### EXERCISE TEXT ###

IISRI researchers are using advanced haptic and motion capture technologies to evaluate firearm discharge training tasks. This enables accurate training analysis, supports decision-making and delivers immersive shooting simulation. This research focuses on detailed analysis and realistic modelling of firearm discharge procedures, as well as force modelling and temporal-based calculation and rendering for specific firearms.

Wavelets and multi-wavelet bases for stereo correspondence estimation

Stereo correspondence estimation in one of the most active research areas in the field of computer vision. IISRI researchers have developed an algorithm that uses multi-resolution analysis enforced with wavelets/multi-wavelets transform modulus maxima to establish correspondences between stereo pairs of images.

Measuring depth accuracy in RGBD cameras

RGBD sensors project an infrared pattern and calculate depth from the reflected light using an infrared sensitive camera. In this research, the depth-sensing capabilities of two RGBD sensors are compared under various conditions.

Real-time ergonomic assessment for assembly operations using RGBD cameras

Ergonomic assessments increase productivity and performance by helping to prevent and reduce workplace injuries. The aim of this research is to use RGBD cameras for real-time ergonomic assessment in assembly operations. The accuracy and high sampling rates of RGBD sensors create an opportunity to monitor and alert operators if their current posture is risky.

Human motion analysis from video sequences

This research proposed a general framework for the analysis of human motion in videos, based on the bag-of-words representation and the probabilistic Latent Semantic Analysis (pLSA) model. This consists of detecting human subjects in videos, extracting pyramid Histogram of oriented Gradient descriptors, constructing a visual codebook by k-means clustering, and supervised learning of the pLSA model for recognition.

Event-related potential analysis to identify functional differences in the brain

The event-related potential (ERP) technique is a derivative of Electroencephalography (EEG), which measures brain activity during the cognitive processing of a sensory, motor or cognitive task. Our research investigates the use of extended multivariate autoregressive  (eMVAR) models for information flow analysis of ERP data. We are developing a range of adaptive estimation techniques, with the goal of improved extraction of the underlying information flow using the ERP data. These techniques are also used in a variety of applied research, including cognitive load assessment, development of brain-machine interfaces and rehabilitation-related studies.

Human identification from ecg signals

There is a lot of interest in using characteristics such as a person’s face, fingerprints or gait as a form of biomedical identification. Recent research reveals that individuals can be identified from Electrocardiogram (ECG) signals as people have different physiological and geometrical hearts, resulting in unique ECG signals. In our research, we are extracting compact and discriminative features from ECG signals. Unlike previous methods, the proposed method is able to capture both local and global structural information and does not need to segment individual heartbeats or detect fiducial points.

Neural microelectrodes on microfluidics

This research looks at interfacing nerve cells on an integrated microfluidics platform with electronics and software systems. The focus is on developing an integrated platform of these promising technologies into a modular platform. This involves interfacing nerve cells in immobilised microstructures inside microfluidics with embedded systems, and investigation of dynamics of bi-directional communication between neuron and silicon.

### SUPPLIED ENTRIES ###

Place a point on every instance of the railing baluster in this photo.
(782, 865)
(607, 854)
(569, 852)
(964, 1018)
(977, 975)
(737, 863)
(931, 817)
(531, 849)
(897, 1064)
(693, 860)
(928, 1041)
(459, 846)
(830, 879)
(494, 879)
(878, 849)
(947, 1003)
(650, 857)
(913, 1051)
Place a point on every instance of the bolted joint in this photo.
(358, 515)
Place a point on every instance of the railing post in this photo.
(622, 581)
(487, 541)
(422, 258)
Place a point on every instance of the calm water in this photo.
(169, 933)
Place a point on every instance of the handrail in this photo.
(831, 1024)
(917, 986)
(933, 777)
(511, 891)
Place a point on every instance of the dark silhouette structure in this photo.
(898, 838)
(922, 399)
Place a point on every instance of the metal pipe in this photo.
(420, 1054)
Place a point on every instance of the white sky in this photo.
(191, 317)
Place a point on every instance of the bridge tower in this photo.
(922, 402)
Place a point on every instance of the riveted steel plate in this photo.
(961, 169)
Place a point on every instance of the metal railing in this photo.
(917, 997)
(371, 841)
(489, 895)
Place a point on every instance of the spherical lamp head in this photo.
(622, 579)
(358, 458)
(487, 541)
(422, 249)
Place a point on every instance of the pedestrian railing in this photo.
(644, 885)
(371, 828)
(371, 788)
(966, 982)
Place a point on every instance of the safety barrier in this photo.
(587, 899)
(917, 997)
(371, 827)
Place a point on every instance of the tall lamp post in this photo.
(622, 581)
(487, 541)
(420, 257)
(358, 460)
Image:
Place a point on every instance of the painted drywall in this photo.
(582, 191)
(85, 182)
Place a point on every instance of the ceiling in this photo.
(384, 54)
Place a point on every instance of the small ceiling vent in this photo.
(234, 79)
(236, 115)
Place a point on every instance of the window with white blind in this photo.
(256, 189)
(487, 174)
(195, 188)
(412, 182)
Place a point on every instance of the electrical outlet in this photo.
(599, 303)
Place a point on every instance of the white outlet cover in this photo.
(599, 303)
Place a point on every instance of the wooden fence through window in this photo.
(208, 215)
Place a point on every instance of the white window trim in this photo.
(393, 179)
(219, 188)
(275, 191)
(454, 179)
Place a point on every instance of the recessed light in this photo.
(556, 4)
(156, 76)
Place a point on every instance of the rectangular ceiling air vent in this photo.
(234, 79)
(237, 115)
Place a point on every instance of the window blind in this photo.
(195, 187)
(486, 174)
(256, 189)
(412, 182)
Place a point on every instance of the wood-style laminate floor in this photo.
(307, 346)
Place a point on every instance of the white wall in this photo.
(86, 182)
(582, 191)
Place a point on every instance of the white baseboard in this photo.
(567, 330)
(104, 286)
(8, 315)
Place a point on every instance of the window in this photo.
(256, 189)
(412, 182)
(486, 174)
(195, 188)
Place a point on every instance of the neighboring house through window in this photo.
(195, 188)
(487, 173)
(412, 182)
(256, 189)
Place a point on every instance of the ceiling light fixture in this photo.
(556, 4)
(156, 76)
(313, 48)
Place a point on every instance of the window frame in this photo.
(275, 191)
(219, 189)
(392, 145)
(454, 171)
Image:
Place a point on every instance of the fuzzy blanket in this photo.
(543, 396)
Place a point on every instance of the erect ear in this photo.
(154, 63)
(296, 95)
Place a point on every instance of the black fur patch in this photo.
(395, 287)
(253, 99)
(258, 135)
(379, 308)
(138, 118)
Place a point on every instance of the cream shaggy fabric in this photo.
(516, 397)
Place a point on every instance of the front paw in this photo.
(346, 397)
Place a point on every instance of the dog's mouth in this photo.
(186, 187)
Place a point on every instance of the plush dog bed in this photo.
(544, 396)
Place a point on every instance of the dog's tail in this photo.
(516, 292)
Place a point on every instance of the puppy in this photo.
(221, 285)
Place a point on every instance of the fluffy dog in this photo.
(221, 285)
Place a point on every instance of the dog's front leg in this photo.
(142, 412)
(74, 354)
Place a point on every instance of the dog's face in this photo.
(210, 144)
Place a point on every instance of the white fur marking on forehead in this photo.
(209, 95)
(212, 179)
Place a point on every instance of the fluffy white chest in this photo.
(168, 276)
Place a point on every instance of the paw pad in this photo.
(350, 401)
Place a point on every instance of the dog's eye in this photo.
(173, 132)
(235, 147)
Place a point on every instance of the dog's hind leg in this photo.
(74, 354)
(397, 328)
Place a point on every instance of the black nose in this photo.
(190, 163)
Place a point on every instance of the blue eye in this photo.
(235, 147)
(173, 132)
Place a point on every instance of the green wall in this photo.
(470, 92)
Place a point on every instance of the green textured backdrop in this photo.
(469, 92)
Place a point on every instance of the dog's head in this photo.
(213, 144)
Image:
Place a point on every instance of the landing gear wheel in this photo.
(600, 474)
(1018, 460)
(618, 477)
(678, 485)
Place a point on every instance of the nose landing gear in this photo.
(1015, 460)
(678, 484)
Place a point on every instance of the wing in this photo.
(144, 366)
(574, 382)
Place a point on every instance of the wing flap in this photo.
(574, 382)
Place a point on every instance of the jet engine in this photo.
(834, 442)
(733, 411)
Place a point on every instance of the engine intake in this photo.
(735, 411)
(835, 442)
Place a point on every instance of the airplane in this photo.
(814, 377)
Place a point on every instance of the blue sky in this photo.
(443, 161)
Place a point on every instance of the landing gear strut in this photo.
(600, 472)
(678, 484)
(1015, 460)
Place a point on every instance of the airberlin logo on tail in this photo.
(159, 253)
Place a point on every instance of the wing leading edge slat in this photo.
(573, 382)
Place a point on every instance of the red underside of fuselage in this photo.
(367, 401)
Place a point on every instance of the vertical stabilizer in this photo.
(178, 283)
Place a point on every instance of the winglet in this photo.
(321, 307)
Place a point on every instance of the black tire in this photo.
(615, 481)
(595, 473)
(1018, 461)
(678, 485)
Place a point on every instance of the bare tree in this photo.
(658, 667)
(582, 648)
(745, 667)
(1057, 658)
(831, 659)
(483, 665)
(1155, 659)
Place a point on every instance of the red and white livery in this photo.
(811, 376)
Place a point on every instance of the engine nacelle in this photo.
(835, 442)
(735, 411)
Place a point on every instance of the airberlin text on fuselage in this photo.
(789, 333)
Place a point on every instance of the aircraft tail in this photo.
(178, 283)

###

■ PARTS OF THE EXERCISE ■
1) From the IISRI research text, reproduce the passage starting at "Wavelets and multi-wavelet" and ending at "under various conditions.".
2) Decide whether each statement agrees with the IISRI research text, answering yes or no and quoting the words that settle it: (a) The RGBD depth study compares the depth-sensing capabilities of three RGBD sensors. (b) The proposed ECG method does not need to segment individual heartbeats. (c) The human motion framework builds a visual codebook by k-means clustering.

■ ANSWERS TO EACH TASK ■
1)
Wavelets and multi-wavelet bases for stereo correspondence estimation

Stereo correspondence estimation in one of the most active research areas in the field of computer vision. IISRI researchers have developed an algorithm that uses multi-resolution analysis enforced with wavelets/multi-wavelets transform modulus maxima to establish correspondences between stereo pairs of images.

Measuring depth accuracy in RGBD cameras

RGBD sensors project an infrared pattern and calculate depth from the reflected light using an infrared sensitive camera. In this research, the depth-sensing capabilities of two RGBD sensors are compared under various conditions.

2)
(a) No: "the depth-sensing capabilities of two RGBD sensors are compared under various conditions."
(b) Yes: "does not need to segment individual heartbeats or detect fiducial points."
(c) Yes: "constructing a visual codebook by k-means clustering."